------ Data extract ------

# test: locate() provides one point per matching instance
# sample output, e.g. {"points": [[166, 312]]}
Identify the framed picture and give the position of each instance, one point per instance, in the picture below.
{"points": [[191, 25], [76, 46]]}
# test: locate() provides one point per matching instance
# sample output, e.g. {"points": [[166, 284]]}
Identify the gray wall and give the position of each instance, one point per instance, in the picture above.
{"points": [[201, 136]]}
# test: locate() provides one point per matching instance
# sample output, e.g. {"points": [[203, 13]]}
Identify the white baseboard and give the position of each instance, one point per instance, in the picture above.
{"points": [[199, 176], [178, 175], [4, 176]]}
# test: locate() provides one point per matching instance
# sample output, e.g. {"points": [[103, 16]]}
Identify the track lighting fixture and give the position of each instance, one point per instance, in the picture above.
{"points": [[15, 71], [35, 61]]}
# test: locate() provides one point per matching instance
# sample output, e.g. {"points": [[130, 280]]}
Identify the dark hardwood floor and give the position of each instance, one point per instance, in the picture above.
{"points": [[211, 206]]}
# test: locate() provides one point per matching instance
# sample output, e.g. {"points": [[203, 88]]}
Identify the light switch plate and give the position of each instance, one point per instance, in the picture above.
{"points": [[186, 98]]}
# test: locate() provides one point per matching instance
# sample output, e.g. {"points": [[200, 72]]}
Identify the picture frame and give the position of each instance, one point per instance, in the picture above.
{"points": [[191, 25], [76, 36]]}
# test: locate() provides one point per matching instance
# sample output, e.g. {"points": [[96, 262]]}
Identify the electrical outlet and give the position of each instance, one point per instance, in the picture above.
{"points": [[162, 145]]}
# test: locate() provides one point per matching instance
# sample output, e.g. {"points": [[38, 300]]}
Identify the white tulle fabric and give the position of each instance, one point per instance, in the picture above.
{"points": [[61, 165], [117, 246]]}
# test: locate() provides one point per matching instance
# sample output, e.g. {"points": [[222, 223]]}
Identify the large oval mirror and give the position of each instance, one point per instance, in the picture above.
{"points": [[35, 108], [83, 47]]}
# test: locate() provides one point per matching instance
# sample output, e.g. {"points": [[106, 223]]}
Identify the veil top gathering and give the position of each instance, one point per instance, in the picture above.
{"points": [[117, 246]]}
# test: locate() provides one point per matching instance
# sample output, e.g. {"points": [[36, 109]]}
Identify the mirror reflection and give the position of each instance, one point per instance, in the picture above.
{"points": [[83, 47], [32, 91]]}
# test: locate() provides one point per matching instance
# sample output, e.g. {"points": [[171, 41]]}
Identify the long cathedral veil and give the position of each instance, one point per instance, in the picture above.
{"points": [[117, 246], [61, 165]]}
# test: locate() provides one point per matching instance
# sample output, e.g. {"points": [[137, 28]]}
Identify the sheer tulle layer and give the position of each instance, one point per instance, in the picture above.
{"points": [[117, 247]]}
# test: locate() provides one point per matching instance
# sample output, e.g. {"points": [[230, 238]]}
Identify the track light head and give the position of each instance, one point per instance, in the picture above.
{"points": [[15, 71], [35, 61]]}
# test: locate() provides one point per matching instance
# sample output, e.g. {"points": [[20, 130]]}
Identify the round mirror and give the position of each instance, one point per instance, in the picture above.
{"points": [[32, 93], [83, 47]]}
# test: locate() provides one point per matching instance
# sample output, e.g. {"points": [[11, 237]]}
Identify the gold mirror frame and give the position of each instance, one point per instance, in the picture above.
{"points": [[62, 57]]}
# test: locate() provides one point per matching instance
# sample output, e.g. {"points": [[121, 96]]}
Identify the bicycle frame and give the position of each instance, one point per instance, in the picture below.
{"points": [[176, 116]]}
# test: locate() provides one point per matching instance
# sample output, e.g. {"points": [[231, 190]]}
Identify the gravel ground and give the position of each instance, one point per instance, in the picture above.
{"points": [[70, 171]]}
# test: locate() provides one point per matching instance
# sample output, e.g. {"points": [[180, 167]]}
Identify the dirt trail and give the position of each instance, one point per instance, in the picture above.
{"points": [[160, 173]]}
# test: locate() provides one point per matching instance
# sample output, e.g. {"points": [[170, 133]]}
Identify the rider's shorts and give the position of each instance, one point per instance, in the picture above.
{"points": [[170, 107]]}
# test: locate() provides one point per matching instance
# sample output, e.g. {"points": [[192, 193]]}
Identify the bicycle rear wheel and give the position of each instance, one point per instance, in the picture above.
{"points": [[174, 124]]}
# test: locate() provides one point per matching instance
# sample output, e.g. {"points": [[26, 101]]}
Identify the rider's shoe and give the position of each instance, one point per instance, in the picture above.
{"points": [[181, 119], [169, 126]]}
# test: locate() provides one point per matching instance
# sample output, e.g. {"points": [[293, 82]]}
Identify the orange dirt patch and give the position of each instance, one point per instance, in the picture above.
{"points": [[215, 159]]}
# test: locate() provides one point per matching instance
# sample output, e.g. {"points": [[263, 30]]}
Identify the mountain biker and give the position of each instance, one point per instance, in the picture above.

------

**Problem statement**
Turn every line of the entries above into a numbered list, omitting any blank lines.

**Solution below**
1. # test: locate() provides one point per matching instance
2. # sample output, e.g. {"points": [[166, 312]]}
3. Identify the framed picture and give the position of each instance, one point per instance, in the picture below.
4. {"points": [[191, 25], [76, 46]]}
5. # test: locate() provides one point per matching instance
6. # sample output, e.g. {"points": [[166, 284]]}
7. Identify the gray wall and give the position of each instance, one point per instance, in the picture above.
8. {"points": [[201, 136]]}
9. # test: locate() provides one point per matching instance
10. # sample output, e.g. {"points": [[203, 13]]}
11. Identify the white baseboard and give the position of each instance, one point per instance, in the picture above.
12. {"points": [[199, 176], [178, 175], [4, 176]]}
13. # test: locate() provides one point per matching instance
14. # sample output, e.g. {"points": [[103, 16]]}
15. Identify the track lighting fixture and give the position of each instance, one point per instance, in the picture above.
16. {"points": [[15, 71], [35, 61]]}
17. # test: locate() provides one point per matching instance
18. # sample output, e.g. {"points": [[130, 280]]}
19. Identify the dark hardwood floor and give the position of each instance, one point per instance, in the picture above.
20. {"points": [[211, 206]]}
21. # test: locate() provides one point per matching instance
22. # sample output, e.g. {"points": [[203, 88]]}
23. Identify the light switch plate and give the position of each instance, one point per instance, in the picture above.
24. {"points": [[186, 98]]}
25. # test: locate() provides one point per matching instance
26. # sample output, e.g. {"points": [[200, 72]]}
27. Identify the picture frame and give the position of each instance, one point per instance, in the picture above.
28. {"points": [[191, 25], [76, 36]]}
29. # test: locate() provides one point per matching instance
30. # sample output, e.g. {"points": [[96, 262]]}
31. Identify the electrical outlet and give the position of each instance, one point per instance, in the picture above.
32. {"points": [[162, 145]]}
33. # test: locate() provides one point per matching instance
34. # sample output, e.g. {"points": [[38, 300]]}
35. Identify the white tulle fabric and give the position of each instance, one point per instance, in the picture above.
36. {"points": [[61, 165], [117, 246]]}
37. # test: locate() provides one point per matching instance
38. # sample output, e.g. {"points": [[222, 223]]}
39. Identify the large oval mirror and give the position of each instance, one point per instance, in the picture above.
40. {"points": [[35, 108], [83, 47]]}
41. # test: locate() provides one point per matching instance
42. # sample output, e.g. {"points": [[106, 223]]}
43. Identify the veil top gathering and give the position of each instance, one point per instance, in the picture above.
44. {"points": [[117, 246]]}
45. # test: locate() provides one point per matching instance
46. # sample output, e.g. {"points": [[36, 109]]}
47. Identify the mirror reflection and give the position of each instance, one point per instance, in the picture above.
48. {"points": [[83, 47], [32, 91]]}
49. # test: locate() provides one point per matching instance
50. # sample output, e.g. {"points": [[171, 41]]}
51. Identify the long cathedral veil and give the position of each instance, one point per instance, in the picture above.
52. {"points": [[117, 246], [61, 165]]}
53. # test: locate() provides one point per matching instance
54. # sample output, e.g. {"points": [[137, 28]]}
55. Identify the sheer tulle layer and give the position of each instance, one point per instance, in the picture above.
56. {"points": [[117, 247]]}
57. # test: locate() provides one point per matching instance
58. # sample output, e.g. {"points": [[230, 238]]}
59. Identify the track light head and give the position of each instance, one point per instance, in the picture above.
60. {"points": [[15, 71], [35, 61]]}
61. # test: locate() provides one point per matching instance
62. # sample output, e.g. {"points": [[20, 130]]}
63. Identify the round mirror and give the position of each instance, one point per instance, in the picture above.
64. {"points": [[32, 93], [83, 47]]}
65. # test: locate() provides one point per matching instance
66. # sample output, e.g. {"points": [[11, 237]]}
67. Identify the gold mirror frame and give the position of each instance, one point per instance, in the picture above.
68. {"points": [[62, 57]]}
69. # test: locate() provides one point per matching instance
70. # sample output, e.g. {"points": [[121, 96]]}
71. Identify the bicycle frame and give the position of each instance, one point per instance, in the picture below.
72. {"points": [[176, 116]]}
73. # test: locate() provides one point per matching instance
74. # sample output, e.g. {"points": [[231, 190]]}
75. Identify the gravel ground and give the position of each instance, one point per instance, in the picture above.
76. {"points": [[70, 171]]}
77. # test: locate() provides one point per matching instance
78. # sample output, e.g. {"points": [[180, 167]]}
79. Identify the dirt trail and give the position of each instance, one point per instance, in the picture above.
80. {"points": [[160, 173]]}
81. # test: locate() provides one point per matching instance
82. # sample output, e.g. {"points": [[170, 133]]}
83. Identify the rider's shorts and give the position of each instance, one point per instance, in the picture above.
84. {"points": [[170, 107]]}
85. # test: locate() provides one point per matching instance
86. # sample output, e.g. {"points": [[192, 193]]}
87. Identify the bicycle rear wheel and give the position of each instance, one point per instance, in the picture above.
88. {"points": [[174, 124]]}
89. # test: locate() provides one point per matching instance
90. # sample output, e.g. {"points": [[26, 101]]}
91. Identify the rider's shoe and give the position of each instance, one point per instance, in the picture above.
92. {"points": [[181, 119], [169, 126]]}
93. # test: locate() provides one point per matching instance
94. # sample output, e.g. {"points": [[293, 82]]}
95. Identify the orange dirt patch and give the position of each instance, one point per instance, in the picture above.
96. {"points": [[215, 159]]}
97. # test: locate() provides one point per matching instance
98. # sample output, e.g. {"points": [[263, 30]]}
99. Identify the mountain biker and give the position of each instance, one point per instance, in the picture above.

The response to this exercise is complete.